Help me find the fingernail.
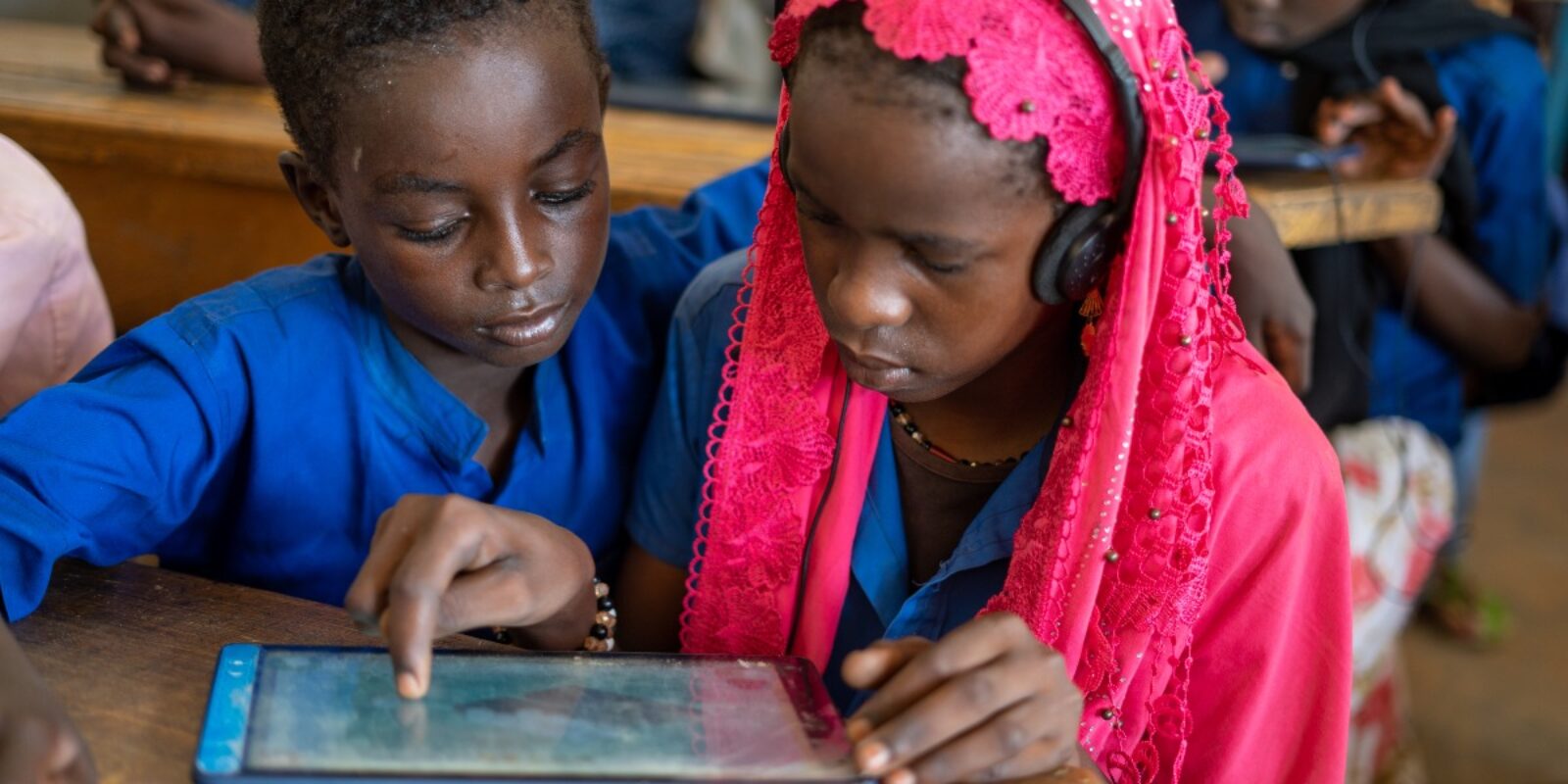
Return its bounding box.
[397,672,425,700]
[855,742,892,776]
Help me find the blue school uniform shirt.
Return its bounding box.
[0,163,765,619]
[625,254,1055,710]
[1176,0,1552,447]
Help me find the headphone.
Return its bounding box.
[773,0,1147,653]
[773,0,1148,304]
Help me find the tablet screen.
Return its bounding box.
[245,649,853,781]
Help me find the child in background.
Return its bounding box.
[92,0,267,88]
[0,136,115,417]
[0,0,765,781]
[361,0,1350,784]
[1176,0,1552,641]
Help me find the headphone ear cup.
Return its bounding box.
[1033,202,1115,304]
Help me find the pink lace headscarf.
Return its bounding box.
[682,0,1247,782]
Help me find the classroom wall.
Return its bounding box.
[0,0,92,25]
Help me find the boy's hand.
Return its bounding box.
[844,613,1093,784]
[92,0,267,88]
[343,494,596,700]
[1317,76,1458,178]
[0,624,97,784]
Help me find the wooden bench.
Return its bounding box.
[0,21,1441,331]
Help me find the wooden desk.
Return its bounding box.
[0,21,1440,329]
[13,562,500,784]
[1242,172,1443,248]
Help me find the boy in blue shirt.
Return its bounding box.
[1176,0,1552,640]
[0,0,765,781]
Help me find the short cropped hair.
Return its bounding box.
[256,0,606,177]
[784,2,1055,198]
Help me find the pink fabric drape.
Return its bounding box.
[682,0,1350,782]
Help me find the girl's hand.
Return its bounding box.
[343,494,596,700]
[1317,76,1458,178]
[844,613,1095,784]
[92,0,267,88]
[0,624,97,784]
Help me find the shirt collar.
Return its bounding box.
[343,259,489,472]
[850,414,1056,627]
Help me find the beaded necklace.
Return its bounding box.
[888,400,1029,468]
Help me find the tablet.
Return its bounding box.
[194,645,858,784]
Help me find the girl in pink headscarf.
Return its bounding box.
[617,0,1350,784]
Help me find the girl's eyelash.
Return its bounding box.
[397,221,463,243]
[795,202,839,225]
[533,180,596,207]
[904,246,962,274]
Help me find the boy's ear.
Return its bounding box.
[277,151,348,248]
[599,63,610,115]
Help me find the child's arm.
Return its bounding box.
[0,622,97,784]
[343,494,596,700]
[0,318,246,619]
[92,0,267,86]
[844,613,1096,784]
[614,544,687,653]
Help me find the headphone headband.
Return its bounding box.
[773,0,1147,224]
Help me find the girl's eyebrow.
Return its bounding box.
[376,172,463,196]
[790,178,983,256]
[533,128,601,168]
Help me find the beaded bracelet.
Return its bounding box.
[491,577,617,654]
[583,577,617,654]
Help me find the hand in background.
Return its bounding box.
[343,494,596,700]
[1315,76,1458,178]
[844,613,1093,784]
[92,0,267,86]
[0,624,97,784]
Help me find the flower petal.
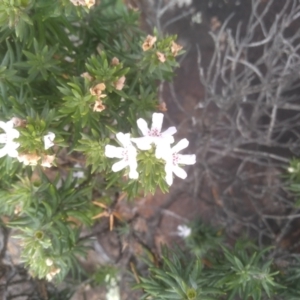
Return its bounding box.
[155,140,172,160]
[7,129,20,140]
[116,132,131,147]
[172,139,189,153]
[112,159,128,172]
[44,132,55,150]
[136,118,149,136]
[131,136,153,150]
[105,145,124,158]
[128,168,139,179]
[161,126,177,137]
[178,154,196,165]
[165,164,173,185]
[0,133,7,144]
[0,146,7,158]
[172,166,187,179]
[151,113,164,132]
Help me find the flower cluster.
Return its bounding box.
[142,35,182,63]
[90,83,107,112]
[70,0,95,9]
[0,118,55,168]
[105,113,196,185]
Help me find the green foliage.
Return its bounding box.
[0,0,185,286]
[135,248,222,300]
[135,221,292,300]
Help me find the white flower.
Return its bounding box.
[44,132,55,150]
[73,164,84,178]
[177,0,193,8]
[131,113,177,159]
[105,132,139,179]
[177,225,192,238]
[0,120,20,157]
[288,167,296,173]
[163,139,196,185]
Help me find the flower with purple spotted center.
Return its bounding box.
[0,120,20,157]
[105,132,139,179]
[162,139,196,185]
[131,113,177,159]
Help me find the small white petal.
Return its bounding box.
[165,163,173,186]
[161,126,177,137]
[177,225,192,238]
[151,113,164,132]
[7,149,19,157]
[173,166,187,179]
[0,133,7,144]
[112,159,128,172]
[136,118,149,136]
[128,168,139,179]
[131,136,153,150]
[8,129,20,140]
[44,132,55,150]
[116,132,131,147]
[105,145,124,158]
[178,154,196,165]
[155,140,172,160]
[172,139,189,153]
[0,147,7,158]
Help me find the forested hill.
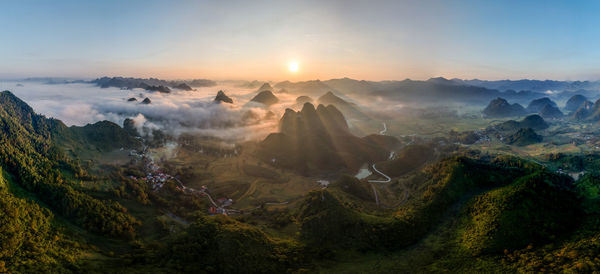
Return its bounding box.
[0,91,138,270]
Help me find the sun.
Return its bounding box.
[288,61,298,72]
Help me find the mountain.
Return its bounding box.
[527,97,558,113]
[569,101,595,121]
[539,104,564,119]
[482,97,526,117]
[90,76,217,90]
[505,128,543,146]
[296,95,313,105]
[258,103,389,175]
[174,83,193,91]
[256,83,275,92]
[250,91,279,106]
[565,94,588,111]
[144,85,171,93]
[0,91,138,238]
[213,90,233,104]
[519,114,548,130]
[317,91,369,120]
[452,79,600,92]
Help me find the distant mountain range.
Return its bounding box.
[90,77,217,90]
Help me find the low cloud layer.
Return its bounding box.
[4,82,295,141]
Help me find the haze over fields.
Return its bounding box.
[0,1,600,273]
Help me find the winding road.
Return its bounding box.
[368,164,392,183]
[379,122,387,135]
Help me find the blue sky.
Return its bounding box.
[0,0,600,80]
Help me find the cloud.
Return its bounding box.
[8,82,295,141]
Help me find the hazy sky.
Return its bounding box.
[0,0,600,81]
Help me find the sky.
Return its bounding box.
[0,0,600,81]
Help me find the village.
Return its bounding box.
[129,148,237,215]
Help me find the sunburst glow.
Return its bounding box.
[288,61,298,72]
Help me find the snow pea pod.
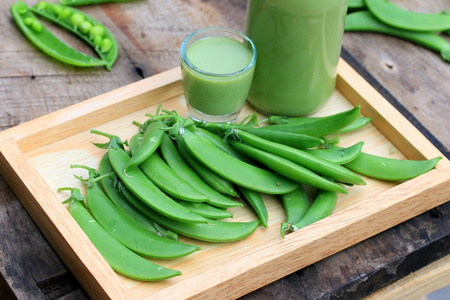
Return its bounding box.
[305,142,364,165]
[231,141,347,194]
[176,139,238,197]
[344,152,442,181]
[179,128,298,194]
[91,129,208,223]
[160,134,242,208]
[264,105,361,138]
[64,190,181,281]
[98,152,178,241]
[30,1,119,70]
[365,0,450,32]
[126,121,164,168]
[236,131,365,185]
[124,188,259,243]
[10,1,107,67]
[344,11,450,62]
[71,165,199,259]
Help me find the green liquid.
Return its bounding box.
[247,0,347,116]
[181,37,254,116]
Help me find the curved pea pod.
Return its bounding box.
[365,0,450,32]
[160,134,242,208]
[76,165,199,259]
[180,129,298,194]
[10,1,107,67]
[237,131,366,185]
[98,152,178,241]
[238,186,269,228]
[305,142,364,165]
[231,141,347,194]
[30,1,119,70]
[125,121,164,169]
[177,200,233,220]
[344,152,442,181]
[288,190,337,231]
[345,11,450,61]
[65,192,181,281]
[176,139,238,197]
[121,189,259,243]
[264,105,361,138]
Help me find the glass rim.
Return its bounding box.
[180,27,256,77]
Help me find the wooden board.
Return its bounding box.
[0,61,450,299]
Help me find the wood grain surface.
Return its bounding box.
[0,0,450,299]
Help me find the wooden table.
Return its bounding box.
[0,0,450,299]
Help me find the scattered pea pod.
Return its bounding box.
[365,0,450,32]
[344,148,442,181]
[345,11,450,62]
[236,130,365,185]
[160,134,242,208]
[98,152,178,241]
[179,128,298,194]
[71,165,199,259]
[10,1,107,67]
[30,1,118,70]
[258,106,361,138]
[62,189,181,281]
[91,130,212,223]
[305,142,364,165]
[120,186,259,243]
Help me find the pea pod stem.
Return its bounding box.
[345,11,450,62]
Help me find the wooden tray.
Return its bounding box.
[0,60,450,299]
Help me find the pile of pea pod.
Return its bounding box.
[10,0,130,70]
[60,106,441,281]
[345,0,450,62]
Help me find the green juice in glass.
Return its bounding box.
[181,27,255,121]
[246,0,347,116]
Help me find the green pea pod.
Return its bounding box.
[305,142,364,165]
[71,165,199,259]
[30,1,119,70]
[160,134,242,208]
[231,141,348,194]
[98,152,178,241]
[10,1,107,67]
[290,190,337,231]
[264,106,361,138]
[281,185,309,224]
[236,131,366,185]
[124,188,259,243]
[180,129,298,194]
[177,200,233,220]
[344,152,442,181]
[238,186,269,228]
[65,191,181,281]
[91,130,208,223]
[345,11,450,61]
[176,139,238,197]
[365,0,450,32]
[126,121,164,168]
[59,0,137,6]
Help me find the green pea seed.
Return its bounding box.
[31,19,42,32]
[100,39,112,53]
[89,25,105,40]
[78,21,92,34]
[70,13,84,27]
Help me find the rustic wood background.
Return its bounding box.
[0,0,450,299]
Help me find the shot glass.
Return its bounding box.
[180,27,256,122]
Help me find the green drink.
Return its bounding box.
[181,28,256,122]
[246,0,347,116]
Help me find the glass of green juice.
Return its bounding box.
[180,27,256,122]
[246,0,347,117]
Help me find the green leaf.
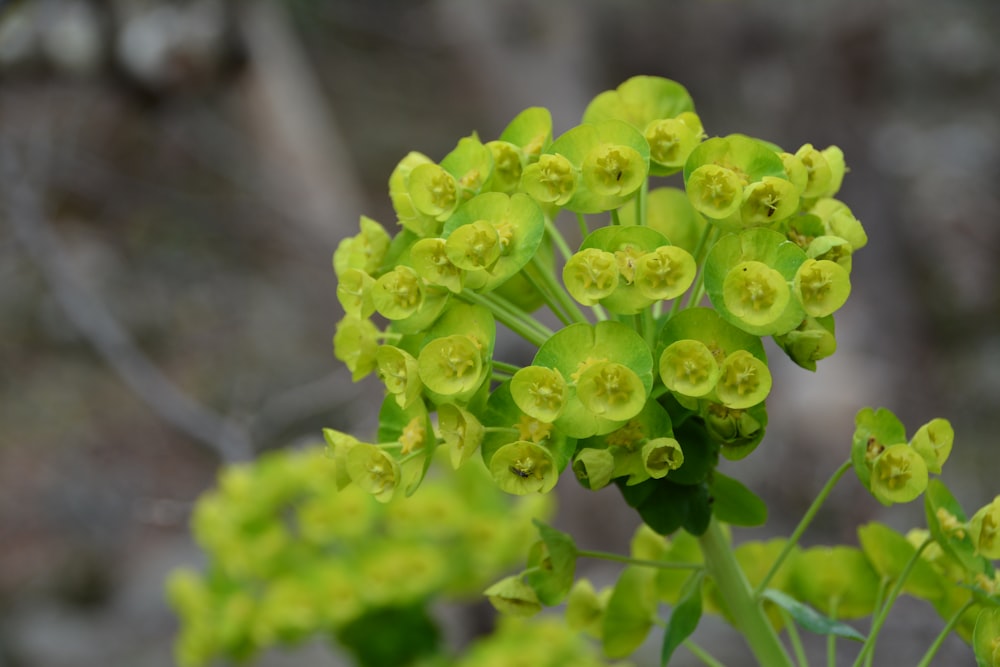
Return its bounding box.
[709,471,767,527]
[526,519,577,606]
[602,565,656,659]
[858,522,945,603]
[761,588,865,642]
[660,570,705,665]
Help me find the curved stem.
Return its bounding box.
[698,518,792,667]
[917,598,976,667]
[854,537,934,667]
[576,549,704,570]
[753,460,851,599]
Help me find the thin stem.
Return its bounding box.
[754,461,851,599]
[545,219,573,261]
[683,639,726,667]
[576,549,703,570]
[854,537,934,667]
[526,255,588,323]
[456,290,552,347]
[781,609,809,667]
[698,518,792,667]
[576,213,590,239]
[493,359,521,375]
[917,598,976,667]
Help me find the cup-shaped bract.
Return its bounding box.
[540,120,649,213]
[715,350,771,410]
[494,107,552,160]
[337,269,375,318]
[910,417,955,475]
[634,245,698,301]
[740,176,799,227]
[566,579,611,639]
[583,76,694,130]
[573,447,615,491]
[347,442,401,503]
[375,345,423,408]
[438,403,485,470]
[389,151,441,237]
[722,260,791,329]
[510,366,568,423]
[684,164,743,221]
[795,144,844,198]
[445,220,501,271]
[659,338,720,398]
[563,248,619,306]
[792,259,851,317]
[417,334,484,400]
[486,140,526,194]
[684,134,794,231]
[443,192,545,292]
[969,496,1000,560]
[972,607,1000,667]
[643,117,702,176]
[532,321,653,438]
[774,317,837,371]
[483,575,542,616]
[869,444,927,505]
[333,315,379,382]
[371,265,424,320]
[489,440,559,496]
[809,197,868,252]
[576,361,647,421]
[410,237,463,293]
[407,163,461,223]
[641,438,684,479]
[521,154,580,206]
[705,228,806,336]
[580,225,680,315]
[333,215,390,278]
[851,408,907,490]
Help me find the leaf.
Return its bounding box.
[762,588,865,642]
[603,565,656,659]
[660,570,705,665]
[526,519,577,606]
[709,472,767,526]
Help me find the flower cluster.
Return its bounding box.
[167,447,551,666]
[328,76,867,533]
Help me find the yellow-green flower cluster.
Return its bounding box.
[168,447,550,666]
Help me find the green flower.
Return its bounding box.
[489,440,559,496]
[347,443,401,503]
[969,496,1000,560]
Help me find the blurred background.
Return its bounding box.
[0,0,1000,667]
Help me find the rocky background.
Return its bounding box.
[0,0,1000,667]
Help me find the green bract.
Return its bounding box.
[540,120,649,213]
[705,229,806,336]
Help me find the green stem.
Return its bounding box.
[545,214,579,262]
[456,290,552,347]
[854,537,934,667]
[917,599,976,667]
[576,213,590,239]
[493,359,521,375]
[753,461,851,599]
[576,549,703,570]
[781,609,809,667]
[698,518,792,667]
[526,255,588,324]
[683,639,726,667]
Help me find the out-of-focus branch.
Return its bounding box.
[0,138,253,462]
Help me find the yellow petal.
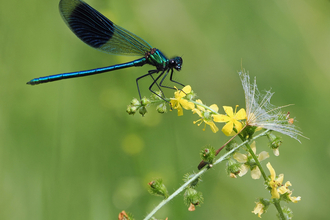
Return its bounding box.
[250,141,257,154]
[266,162,276,180]
[290,195,301,203]
[213,114,230,122]
[273,148,280,157]
[284,181,292,187]
[205,121,219,133]
[234,152,247,163]
[222,121,234,136]
[271,188,280,199]
[180,99,195,110]
[276,174,284,184]
[238,164,250,176]
[251,167,261,180]
[176,105,183,116]
[258,151,269,161]
[235,108,246,120]
[223,106,234,117]
[182,85,191,94]
[278,186,288,194]
[234,120,243,132]
[192,108,203,117]
[210,104,219,112]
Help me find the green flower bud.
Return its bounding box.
[156,103,167,113]
[186,90,197,100]
[139,106,147,116]
[141,97,151,106]
[226,140,237,151]
[266,132,282,149]
[150,91,163,100]
[277,206,293,220]
[131,98,141,106]
[183,173,202,188]
[149,179,169,198]
[126,105,137,115]
[200,146,215,164]
[226,158,242,177]
[183,188,203,206]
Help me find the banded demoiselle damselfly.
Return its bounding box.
[27,0,183,99]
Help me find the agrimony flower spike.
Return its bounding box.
[239,70,304,142]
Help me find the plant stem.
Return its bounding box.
[273,199,286,220]
[245,144,267,180]
[144,130,268,220]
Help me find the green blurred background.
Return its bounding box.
[0,0,330,220]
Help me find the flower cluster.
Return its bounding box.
[123,70,304,219]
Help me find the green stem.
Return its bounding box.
[144,130,268,220]
[188,100,219,115]
[240,130,285,220]
[245,144,267,181]
[273,199,286,220]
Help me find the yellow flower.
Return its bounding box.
[213,105,246,136]
[170,85,195,116]
[267,163,301,203]
[266,163,286,199]
[192,99,219,133]
[252,202,265,218]
[278,181,301,203]
[234,141,269,179]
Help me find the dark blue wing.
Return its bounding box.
[59,0,152,56]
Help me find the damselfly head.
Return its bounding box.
[169,57,183,71]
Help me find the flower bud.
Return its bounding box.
[131,98,141,106]
[148,179,169,198]
[141,97,151,106]
[139,106,147,116]
[200,146,215,164]
[226,140,237,151]
[156,103,167,113]
[266,132,282,156]
[183,188,203,206]
[226,158,242,177]
[282,207,293,219]
[183,173,202,188]
[126,105,137,115]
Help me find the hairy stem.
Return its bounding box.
[144,130,269,220]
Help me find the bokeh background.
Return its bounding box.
[0,0,330,220]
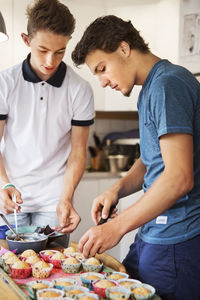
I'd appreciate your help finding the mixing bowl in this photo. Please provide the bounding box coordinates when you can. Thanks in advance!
[6,232,48,254]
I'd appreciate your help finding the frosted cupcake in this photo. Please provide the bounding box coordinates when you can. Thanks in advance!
[32,261,53,278]
[61,257,81,273]
[82,257,103,272]
[49,252,66,269]
[10,260,32,278]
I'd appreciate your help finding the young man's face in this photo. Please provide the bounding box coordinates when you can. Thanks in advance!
[22,31,70,80]
[85,44,136,97]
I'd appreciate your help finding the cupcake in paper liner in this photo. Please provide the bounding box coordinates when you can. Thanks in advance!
[117,278,141,289]
[61,257,81,273]
[106,286,130,300]
[2,254,20,274]
[36,288,65,300]
[80,272,105,291]
[130,283,156,300]
[82,257,103,273]
[92,279,118,298]
[64,285,89,299]
[53,277,79,290]
[10,260,32,279]
[77,292,99,300]
[49,252,66,269]
[39,250,60,262]
[27,280,53,300]
[20,249,37,260]
[32,261,53,278]
[106,272,129,280]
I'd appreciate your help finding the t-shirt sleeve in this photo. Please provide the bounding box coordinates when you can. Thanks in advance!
[72,81,94,126]
[0,74,8,120]
[150,77,195,137]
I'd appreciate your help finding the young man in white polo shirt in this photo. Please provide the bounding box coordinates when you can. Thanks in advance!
[0,0,94,241]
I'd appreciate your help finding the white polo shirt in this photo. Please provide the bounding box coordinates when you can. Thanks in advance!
[0,55,94,212]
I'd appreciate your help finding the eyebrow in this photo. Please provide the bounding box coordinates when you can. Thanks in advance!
[38,45,66,52]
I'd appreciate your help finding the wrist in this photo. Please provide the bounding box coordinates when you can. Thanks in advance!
[1,182,15,190]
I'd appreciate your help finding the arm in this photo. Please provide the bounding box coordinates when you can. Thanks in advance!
[91,158,146,224]
[0,120,22,214]
[56,126,89,233]
[79,134,194,257]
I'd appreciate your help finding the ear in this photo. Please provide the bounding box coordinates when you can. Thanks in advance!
[119,41,131,57]
[21,33,30,47]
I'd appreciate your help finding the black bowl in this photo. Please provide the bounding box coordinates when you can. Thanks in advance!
[6,232,48,254]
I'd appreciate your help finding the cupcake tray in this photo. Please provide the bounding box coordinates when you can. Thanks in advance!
[0,266,161,300]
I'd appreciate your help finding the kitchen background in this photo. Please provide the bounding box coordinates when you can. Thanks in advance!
[0,0,200,260]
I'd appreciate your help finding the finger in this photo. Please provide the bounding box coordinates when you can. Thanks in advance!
[78,231,89,257]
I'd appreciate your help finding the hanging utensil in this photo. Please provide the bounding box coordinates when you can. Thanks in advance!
[0,213,23,241]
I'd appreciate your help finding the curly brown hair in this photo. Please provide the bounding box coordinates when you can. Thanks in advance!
[71,15,150,66]
[26,0,75,37]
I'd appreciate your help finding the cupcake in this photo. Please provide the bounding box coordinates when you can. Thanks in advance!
[64,285,89,298]
[80,272,104,291]
[106,286,130,300]
[130,283,156,300]
[82,257,103,272]
[32,261,53,278]
[39,250,60,262]
[92,279,118,298]
[63,247,76,255]
[54,278,78,290]
[26,255,41,265]
[49,252,66,269]
[27,280,53,299]
[61,257,81,273]
[106,272,128,280]
[36,288,64,300]
[2,254,20,274]
[117,278,141,289]
[20,249,37,259]
[77,292,99,300]
[10,260,32,279]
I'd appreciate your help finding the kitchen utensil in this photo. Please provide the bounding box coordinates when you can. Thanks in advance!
[0,214,23,241]
[97,205,116,225]
[107,154,129,173]
[12,194,18,233]
[6,232,48,254]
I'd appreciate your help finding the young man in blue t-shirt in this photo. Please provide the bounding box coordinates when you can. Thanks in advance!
[72,16,200,300]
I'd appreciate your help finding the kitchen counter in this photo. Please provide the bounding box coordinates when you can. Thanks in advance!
[82,171,127,180]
===
EXERCISE DESCRIPTION: Edit the entries between the lines holding "Help me find the rustic wood background." and "[168,447,550,666]", inclusive, replacing "thin stem" with "slender stem" and changing nothing else. Give only those lines, leaving out the pictures.

SOLUTION FOR THIS PROBLEM:
Help me find the rustic wood background.
Return its bounding box.
[0,0,450,299]
Help me find the shot glass.
Return its bounding box.
[180,27,256,122]
Help me find the green drink.
Return its bounding box.
[181,28,256,122]
[246,0,347,116]
Help me find the glass of green juice.
Return its bounding box.
[180,27,256,122]
[246,0,347,117]
Help me find the green leaf.
Return its bounding box.
[709,471,767,527]
[526,519,577,606]
[602,565,656,659]
[858,522,945,603]
[761,588,865,642]
[660,570,705,665]
Help me find the curved stem.
Return its bounding box.
[698,518,792,667]
[917,598,976,667]
[854,537,934,667]
[576,549,704,570]
[753,460,851,599]
Help me find the slender stem.
Return its bounding box.
[754,461,851,599]
[545,219,573,261]
[683,639,726,667]
[576,549,703,570]
[854,537,934,667]
[526,255,588,323]
[456,290,552,347]
[781,609,809,667]
[698,518,792,667]
[576,213,590,239]
[493,359,521,375]
[917,598,976,667]
Help me find the cup-shaped bract.
Return its bounding box.
[540,120,649,213]
[715,350,771,410]
[494,107,552,160]
[337,269,375,318]
[910,417,955,475]
[634,245,698,301]
[740,176,799,227]
[566,579,611,639]
[583,76,694,130]
[573,447,615,491]
[347,442,401,503]
[375,345,423,408]
[438,403,485,470]
[389,151,441,237]
[722,260,791,329]
[510,366,568,423]
[684,164,743,221]
[795,144,844,198]
[445,220,501,271]
[659,338,720,398]
[563,248,619,306]
[792,259,851,317]
[417,334,484,400]
[486,140,526,194]
[684,134,794,231]
[443,192,545,292]
[969,496,1000,560]
[972,607,1000,667]
[643,117,702,176]
[532,321,653,438]
[774,317,837,371]
[483,575,542,616]
[869,444,927,505]
[333,315,379,382]
[371,265,424,320]
[489,440,559,496]
[809,197,868,252]
[576,361,647,421]
[410,237,463,293]
[407,163,461,223]
[641,438,684,479]
[521,154,580,206]
[705,228,806,336]
[580,225,680,315]
[333,215,390,278]
[851,408,907,490]
Help me find the leaf.
Return its bounding box.
[762,588,865,642]
[603,565,656,659]
[660,570,705,665]
[526,519,577,606]
[709,472,767,526]
Help me find the flower cluster.
Return its bounding box.
[167,447,551,666]
[328,76,867,533]
Help me find the yellow-green flower cluster.
Return its bounding box.
[168,447,550,666]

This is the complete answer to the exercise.